— Task description —
In the Lucene bug notice below, reproduce the text starting with "You are viewing" and going on through "THE BUG DATABASE.".

— Document extract —
You are viewing a plain text version of this content. The canonical link for it is here.
Posted to dev@lucene.apache.org by bu...@apache.org on 2004/03/23 12:05:07 UTC
DO NOT REPLY [Bug 27868] New: -
Bad performance in PrefixQuery for large indices.
DO NOT REPLY TO THIS EMAIL, BUT PLEASE POST YOUR BUG
RELATED COMMENTS THROUGH THE WEB INTERFACE AVAILABLE AT
<http://issues.apache.org/bugzilla/show_bug.cgi?id=27868>.
ANY REPLY MADE TO THIS MESSAGE WILL NOT BE COLLECTED AND
INSERTED IN THE BUG DATABASE.
http://issues.apache.org/bugzilla/show_bug.cgi?id=27868
Bad performance in PrefixQuery for large indices.
Summary: Bad performance in PrefixQuery for large indices.

— Dataset extract —
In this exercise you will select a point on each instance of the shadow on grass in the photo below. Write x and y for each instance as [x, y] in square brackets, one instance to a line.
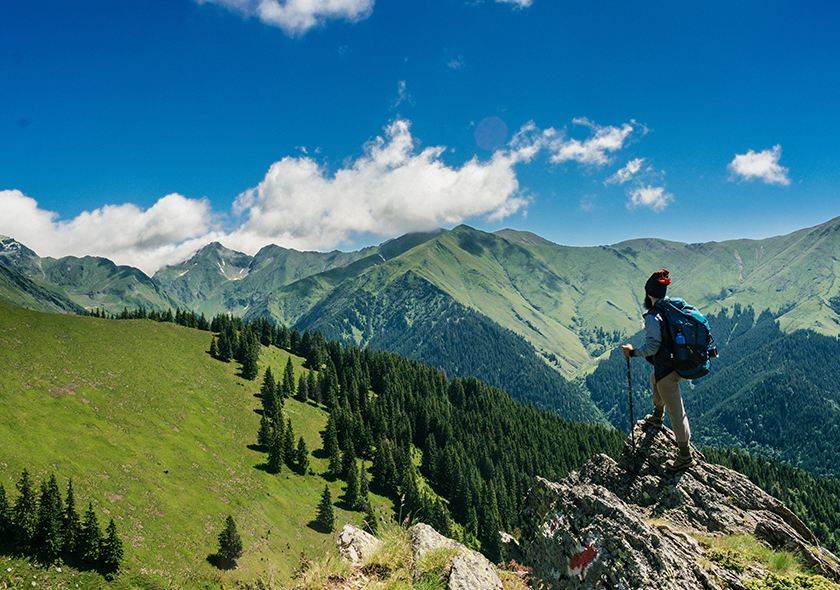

— Result for this task —
You are viewing a plain text version of this content. The canonical link for it is here.
Posted to dev@lucene.apache.org by bu...@apache.org on 2004/03/23 12:05:07 UTC
DO NOT REPLY [Bug 27868] New: -
Bad performance in PrefixQuery for large indices.
DO NOT REPLY TO THIS EMAIL, BUT PLEASE POST YOUR BUG
RELATED COMMENTS THROUGH THE WEB INTERFACE AVAILABLE AT
<http://issues.apache.org/bugzilla/show_bug.cgi?id=27868>.
ANY REPLY MADE TO THIS MESSAGE WILL NOT BE COLLECTED AND
INSERTED IN THE BUG DATABASE.